[Dataset entries]
━━━

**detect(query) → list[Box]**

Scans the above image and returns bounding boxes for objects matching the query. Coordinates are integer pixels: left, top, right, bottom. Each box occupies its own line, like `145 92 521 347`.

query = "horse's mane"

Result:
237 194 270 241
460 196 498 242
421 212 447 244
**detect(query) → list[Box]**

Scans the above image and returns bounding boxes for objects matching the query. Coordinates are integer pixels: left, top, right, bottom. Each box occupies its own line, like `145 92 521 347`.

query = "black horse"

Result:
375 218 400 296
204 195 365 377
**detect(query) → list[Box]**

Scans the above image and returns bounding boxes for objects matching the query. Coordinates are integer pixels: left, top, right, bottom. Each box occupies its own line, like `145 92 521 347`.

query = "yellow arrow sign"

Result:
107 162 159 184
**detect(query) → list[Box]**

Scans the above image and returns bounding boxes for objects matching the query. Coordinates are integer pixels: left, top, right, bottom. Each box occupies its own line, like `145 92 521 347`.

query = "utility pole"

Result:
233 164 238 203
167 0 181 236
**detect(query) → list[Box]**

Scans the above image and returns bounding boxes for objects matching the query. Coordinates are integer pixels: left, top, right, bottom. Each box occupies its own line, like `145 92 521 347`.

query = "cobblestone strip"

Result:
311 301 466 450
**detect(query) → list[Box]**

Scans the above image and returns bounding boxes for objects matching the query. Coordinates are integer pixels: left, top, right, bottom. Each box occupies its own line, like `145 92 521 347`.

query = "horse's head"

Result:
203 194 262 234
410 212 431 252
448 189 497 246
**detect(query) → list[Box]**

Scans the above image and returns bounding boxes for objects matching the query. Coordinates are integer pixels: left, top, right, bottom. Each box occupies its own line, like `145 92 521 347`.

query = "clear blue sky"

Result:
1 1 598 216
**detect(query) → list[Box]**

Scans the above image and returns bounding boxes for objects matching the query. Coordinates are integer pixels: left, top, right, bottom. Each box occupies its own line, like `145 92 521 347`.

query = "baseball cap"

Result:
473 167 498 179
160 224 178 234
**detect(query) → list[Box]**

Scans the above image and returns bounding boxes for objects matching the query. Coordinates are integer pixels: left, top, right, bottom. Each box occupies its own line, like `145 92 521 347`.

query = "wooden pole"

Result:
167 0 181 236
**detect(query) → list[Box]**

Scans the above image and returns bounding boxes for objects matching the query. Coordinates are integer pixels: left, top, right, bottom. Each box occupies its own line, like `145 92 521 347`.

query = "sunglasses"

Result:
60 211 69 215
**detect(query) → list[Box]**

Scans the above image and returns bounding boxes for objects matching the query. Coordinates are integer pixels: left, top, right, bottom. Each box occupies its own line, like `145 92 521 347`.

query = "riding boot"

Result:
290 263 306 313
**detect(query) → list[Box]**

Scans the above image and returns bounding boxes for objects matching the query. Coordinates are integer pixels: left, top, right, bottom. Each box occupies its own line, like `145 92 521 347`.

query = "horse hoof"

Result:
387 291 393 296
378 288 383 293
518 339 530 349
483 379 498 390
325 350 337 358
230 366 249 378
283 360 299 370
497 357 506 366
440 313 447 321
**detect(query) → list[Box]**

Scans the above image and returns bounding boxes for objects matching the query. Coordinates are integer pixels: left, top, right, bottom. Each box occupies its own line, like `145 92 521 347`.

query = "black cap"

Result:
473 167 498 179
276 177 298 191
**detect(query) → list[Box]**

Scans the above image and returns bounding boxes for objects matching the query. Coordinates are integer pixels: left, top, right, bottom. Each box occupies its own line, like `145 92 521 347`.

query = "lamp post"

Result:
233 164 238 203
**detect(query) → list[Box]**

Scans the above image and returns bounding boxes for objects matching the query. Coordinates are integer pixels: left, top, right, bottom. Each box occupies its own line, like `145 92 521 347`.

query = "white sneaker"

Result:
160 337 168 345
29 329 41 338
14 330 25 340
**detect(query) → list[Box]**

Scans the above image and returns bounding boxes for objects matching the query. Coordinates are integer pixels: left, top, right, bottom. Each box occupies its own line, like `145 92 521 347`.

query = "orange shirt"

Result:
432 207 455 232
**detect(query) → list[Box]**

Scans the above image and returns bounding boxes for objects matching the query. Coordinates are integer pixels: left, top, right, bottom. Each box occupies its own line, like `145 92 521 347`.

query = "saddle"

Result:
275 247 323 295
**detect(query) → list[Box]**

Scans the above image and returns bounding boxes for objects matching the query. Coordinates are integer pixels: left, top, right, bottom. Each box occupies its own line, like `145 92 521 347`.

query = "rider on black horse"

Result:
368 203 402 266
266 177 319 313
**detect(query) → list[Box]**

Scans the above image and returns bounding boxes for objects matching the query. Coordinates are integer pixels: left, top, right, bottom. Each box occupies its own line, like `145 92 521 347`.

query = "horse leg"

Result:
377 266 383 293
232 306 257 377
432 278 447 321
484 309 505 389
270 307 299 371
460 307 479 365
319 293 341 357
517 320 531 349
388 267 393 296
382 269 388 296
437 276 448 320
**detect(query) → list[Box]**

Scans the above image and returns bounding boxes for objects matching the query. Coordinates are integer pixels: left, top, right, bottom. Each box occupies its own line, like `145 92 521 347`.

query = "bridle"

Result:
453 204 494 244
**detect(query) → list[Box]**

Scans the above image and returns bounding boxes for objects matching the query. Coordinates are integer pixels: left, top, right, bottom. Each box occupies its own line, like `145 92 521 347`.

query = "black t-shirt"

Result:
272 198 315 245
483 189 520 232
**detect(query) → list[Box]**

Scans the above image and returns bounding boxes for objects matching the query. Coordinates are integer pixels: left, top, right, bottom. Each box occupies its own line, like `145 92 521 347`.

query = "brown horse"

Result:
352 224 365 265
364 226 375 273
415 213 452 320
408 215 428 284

━━━

# WHAT THE TASK ASKS:
Every line of the records containing the word "black" must appear in the answer.

# SOLUTION TO THIS TASK:
query = "black horse"
query = "black cap"
query = "rider on black horse"
query = "black t-shirt"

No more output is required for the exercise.